CHALLENGES –
A – In the text provided, at which port did the ship berth four days later?
B – Reproduce the passage of the text provided that begins with the words containing "So it proved." and ends with "to enjoy mine.".

TEXT PROVIDED –
-----

So it proved. I discovered that her father was British and her mother Sinhalese,
and that she was a trainee psychiatric nurse who was looking forward to a future
in Australia that was simply not on the cards in Ceylon (I never found out
anything about her father, other than gleaning from her demeanour that he was
an educated man). Not beautiful, but pleasingly presentable, she spoke well and
had a gracious self-confidence that I found disarming; in one short afternoon,
this trip was suddenly looking a lot better! At the first opportunity (the next
evening at tourist Island-Night, always a better evening in tourist- than in first-
class) I enjoyed her company again, and she seemed to enjoy mine.
Four days later we berthed in Fremantle and, again, the virtues of a bigger ship
with the most modern stabilisers was apparent; the weather was unpleasant with
a strong westerly wind (as is usually the case to the south and west of Western
Australia) but there was little point in going ashore, this being a short stop for
the purposes of disembarking some passengers, and, truth to tell, it looked an
uninteresting place, though we were told that Perth, a very short distance inland,
was far more vital. Some ports inherently seem interesting, of course, and the
sheer remoteness of these two cities from other significant conurbations probably
merited exploration, bearing in mind that there was then virtually none of the
resource-based wealth that later produced a far more prosperous local economy,
but I knew that I would be back (besides which, I didn’t mind; I had received a
most welcome and lucid letter from Heidi).

-----

DATA RECORDS –
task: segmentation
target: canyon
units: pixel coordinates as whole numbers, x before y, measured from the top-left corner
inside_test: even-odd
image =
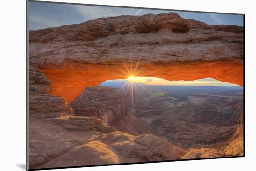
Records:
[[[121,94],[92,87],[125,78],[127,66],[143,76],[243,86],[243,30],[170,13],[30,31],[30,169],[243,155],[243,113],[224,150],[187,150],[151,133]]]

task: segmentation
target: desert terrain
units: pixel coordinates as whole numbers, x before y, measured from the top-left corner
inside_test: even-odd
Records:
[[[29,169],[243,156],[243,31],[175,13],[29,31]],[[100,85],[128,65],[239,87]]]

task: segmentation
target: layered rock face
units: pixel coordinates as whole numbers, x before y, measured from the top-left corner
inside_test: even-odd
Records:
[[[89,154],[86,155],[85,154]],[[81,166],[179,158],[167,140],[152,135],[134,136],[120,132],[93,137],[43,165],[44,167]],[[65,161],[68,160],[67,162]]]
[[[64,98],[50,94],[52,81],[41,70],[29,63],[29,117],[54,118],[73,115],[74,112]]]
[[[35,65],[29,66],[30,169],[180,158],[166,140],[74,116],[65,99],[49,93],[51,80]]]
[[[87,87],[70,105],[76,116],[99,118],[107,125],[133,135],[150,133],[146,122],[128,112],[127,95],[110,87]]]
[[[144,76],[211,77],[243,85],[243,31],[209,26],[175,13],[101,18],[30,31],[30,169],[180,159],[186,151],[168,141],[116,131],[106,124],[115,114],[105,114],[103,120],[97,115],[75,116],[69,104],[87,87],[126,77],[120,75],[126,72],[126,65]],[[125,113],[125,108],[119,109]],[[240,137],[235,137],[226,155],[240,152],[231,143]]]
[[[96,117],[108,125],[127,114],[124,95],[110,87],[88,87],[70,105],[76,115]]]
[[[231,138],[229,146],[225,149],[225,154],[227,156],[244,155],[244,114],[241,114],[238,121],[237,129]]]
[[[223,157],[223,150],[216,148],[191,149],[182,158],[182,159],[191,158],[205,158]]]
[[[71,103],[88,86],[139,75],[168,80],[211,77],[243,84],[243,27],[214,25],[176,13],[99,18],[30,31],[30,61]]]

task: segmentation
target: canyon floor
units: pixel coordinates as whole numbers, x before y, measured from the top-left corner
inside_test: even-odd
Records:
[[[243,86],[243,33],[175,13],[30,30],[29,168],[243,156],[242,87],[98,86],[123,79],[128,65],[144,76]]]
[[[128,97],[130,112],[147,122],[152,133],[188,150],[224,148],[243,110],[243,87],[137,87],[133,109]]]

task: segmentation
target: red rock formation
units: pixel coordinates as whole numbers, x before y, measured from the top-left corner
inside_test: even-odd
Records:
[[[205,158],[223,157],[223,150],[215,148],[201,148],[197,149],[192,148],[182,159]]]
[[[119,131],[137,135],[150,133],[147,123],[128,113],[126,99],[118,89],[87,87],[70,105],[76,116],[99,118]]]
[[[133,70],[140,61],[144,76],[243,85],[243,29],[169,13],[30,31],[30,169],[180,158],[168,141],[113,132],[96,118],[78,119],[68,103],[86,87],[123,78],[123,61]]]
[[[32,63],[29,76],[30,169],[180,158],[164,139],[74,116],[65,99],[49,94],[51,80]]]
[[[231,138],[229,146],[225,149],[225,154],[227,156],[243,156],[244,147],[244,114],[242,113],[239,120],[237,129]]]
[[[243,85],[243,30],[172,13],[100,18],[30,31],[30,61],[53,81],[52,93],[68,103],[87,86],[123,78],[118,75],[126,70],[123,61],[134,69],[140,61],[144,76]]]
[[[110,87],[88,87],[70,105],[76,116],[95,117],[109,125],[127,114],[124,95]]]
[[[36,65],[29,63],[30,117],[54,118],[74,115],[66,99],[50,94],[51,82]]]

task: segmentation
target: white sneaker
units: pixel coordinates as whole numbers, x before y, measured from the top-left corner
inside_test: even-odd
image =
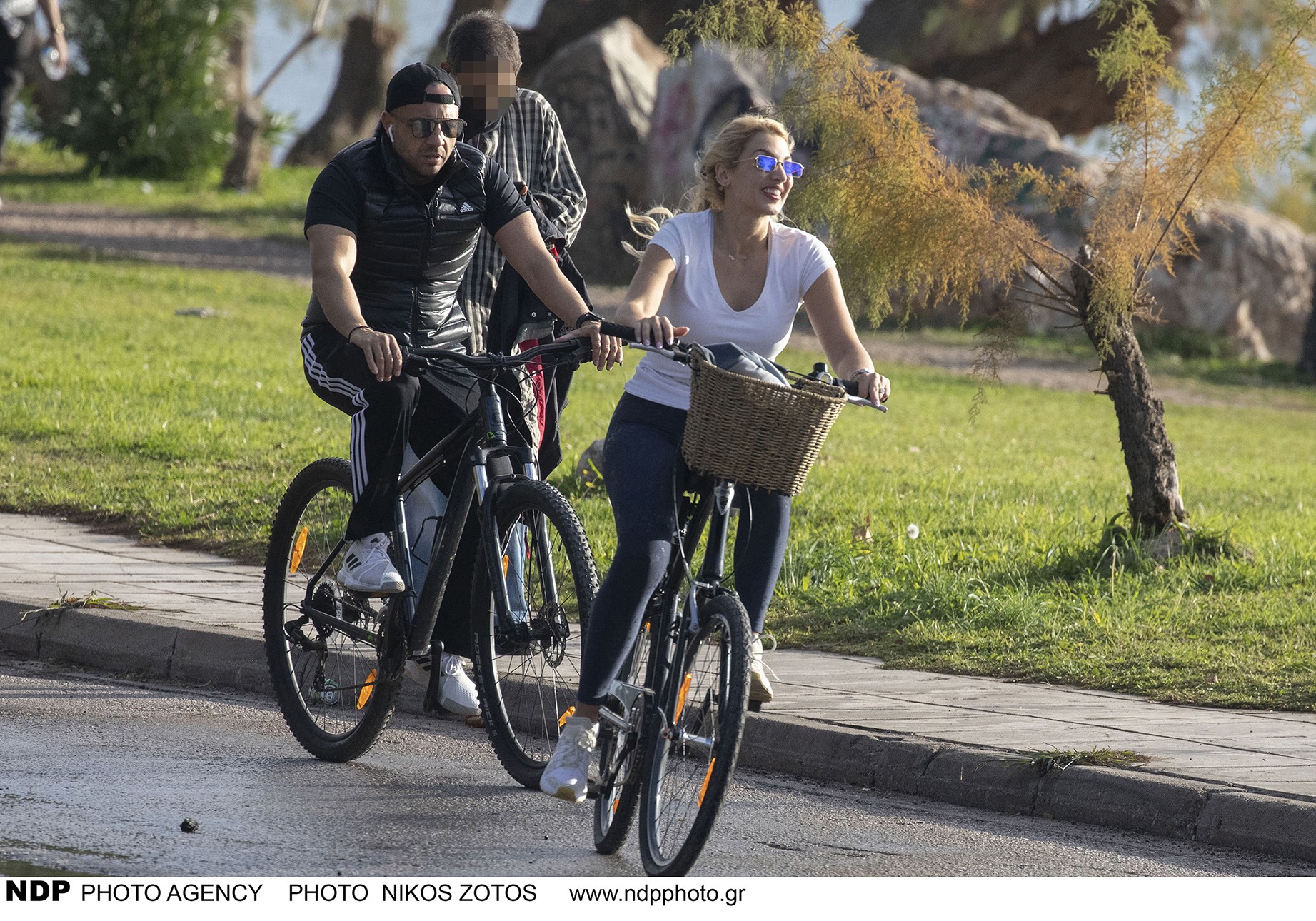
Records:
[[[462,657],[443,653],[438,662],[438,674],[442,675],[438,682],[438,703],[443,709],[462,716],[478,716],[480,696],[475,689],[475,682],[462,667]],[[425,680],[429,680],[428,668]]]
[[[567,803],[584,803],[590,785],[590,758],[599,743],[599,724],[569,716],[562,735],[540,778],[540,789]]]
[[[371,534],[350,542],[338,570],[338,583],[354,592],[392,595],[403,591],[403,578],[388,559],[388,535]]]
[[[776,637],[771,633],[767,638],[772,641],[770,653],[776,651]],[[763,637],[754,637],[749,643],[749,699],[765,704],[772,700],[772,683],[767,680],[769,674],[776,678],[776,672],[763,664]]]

-----

RESULTS OF THE EXERCISE –
A – Fremantle

B –
So it proved. I discovered that her father was British and her mother Sinhalese,
and that she was a trainee psychiatric nurse who was looking forward to a future
in Australia that was simply not on the cards in Ceylon (I never found out
anything about her father, other than gleaning from her demeanour that he was
an educated man). Not beautiful, but pleasingly presentable, she spoke well and
had a gracious self-confidence that I found disarming; in one short afternoon,
this trip was suddenly looking a lot better! At the first opportunity (the next
evening at tourist Island-Night, always a better evening in tourist- than in first-
class) I enjoyed her company again, and she seemed to enjoy mine.